Stored records:
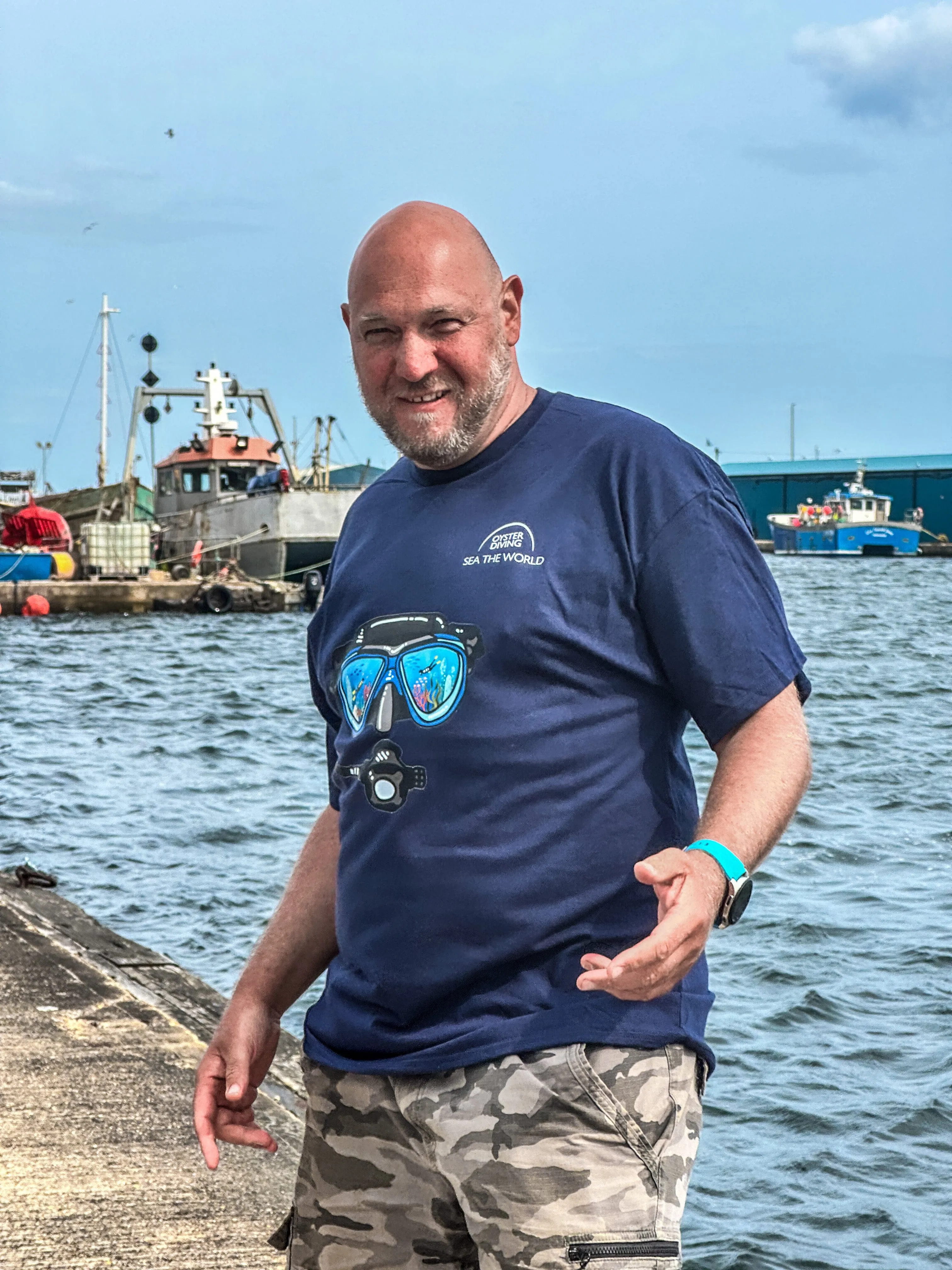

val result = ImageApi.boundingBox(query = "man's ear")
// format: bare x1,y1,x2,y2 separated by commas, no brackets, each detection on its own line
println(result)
499,273,523,347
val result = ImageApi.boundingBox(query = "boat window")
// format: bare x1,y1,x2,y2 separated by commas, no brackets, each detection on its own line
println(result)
182,467,212,494
218,464,255,491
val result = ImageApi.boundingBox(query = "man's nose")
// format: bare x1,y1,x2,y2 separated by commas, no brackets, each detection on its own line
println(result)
395,331,439,384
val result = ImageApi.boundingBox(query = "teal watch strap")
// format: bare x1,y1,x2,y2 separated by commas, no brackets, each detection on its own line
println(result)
684,838,746,881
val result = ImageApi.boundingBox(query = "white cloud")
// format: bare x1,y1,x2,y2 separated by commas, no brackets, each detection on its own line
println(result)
793,0,952,124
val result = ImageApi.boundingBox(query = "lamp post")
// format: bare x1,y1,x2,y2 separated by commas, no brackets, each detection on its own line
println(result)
37,441,53,495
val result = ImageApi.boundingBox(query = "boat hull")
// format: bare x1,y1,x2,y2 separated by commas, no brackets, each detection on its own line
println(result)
0,551,53,582
770,521,919,556
156,488,360,582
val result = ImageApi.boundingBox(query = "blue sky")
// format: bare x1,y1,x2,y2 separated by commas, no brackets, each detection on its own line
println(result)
0,0,952,489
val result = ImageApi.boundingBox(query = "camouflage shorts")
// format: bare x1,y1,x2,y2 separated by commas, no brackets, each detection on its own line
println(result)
279,1045,703,1270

The exercise: Copy every line of the records above word for word, leaving out the pictures.

Reply:
val result = ImageApi.boundingBox(query = "man's ear")
// format: bare x1,y1,x2,y2 separated by commas, no brackets, each detection on its own line
println(result)
499,273,523,347
val result = ImageApi.boundingBox(query = "boat window")
// format: bare x1,y1,x2,y2 separated by commas, no brackets, each detection on its own line
println(result)
182,467,212,494
218,464,255,491
val result = ImageApi.boundingBox(query = "man's nose")
// format: bare x1,y1,x2,y2 separated by commas, no brackets, each detection on its own line
println(result)
395,331,439,384
val result = ImageApi.boundingBox(query = "teal watch strap")
// format: bare x1,y1,x2,y2 separated by commas, no brackets, each detection on its own line
println(result)
684,838,746,881
val result = ImageApi.boundingBox(query = "white cloud")
// format: bare x1,y1,x2,y2 separated by commas, no brackets, each detection on its own line
println(result)
793,0,952,124
val result = ImageApi.boundingBox(query = "lamp post")
// format: bare x1,y1,x2,y2 separated by commas, no brackets, each detection on its own line
println(result)
37,441,53,495
val result = ImageApi.boundingBox(query = "boat hull")
// format: bare x1,y1,x2,y2 separated by commas, no brackets, each detection on its own line
println(result)
0,551,53,582
770,521,919,556
156,488,360,582
val result = ImageApi.boundingBox(query = "blue sky")
// format: bare x1,y1,x2,y2 separated by commas, no brackets, each detection on its own line
println(result)
0,0,952,489
val result = ImageApi.boundingBox(query = "camouflage shorts")
// format: bare x1,y1,x2,y2 separated by commas, no brackets, each detection on its own line
println(result)
279,1045,703,1270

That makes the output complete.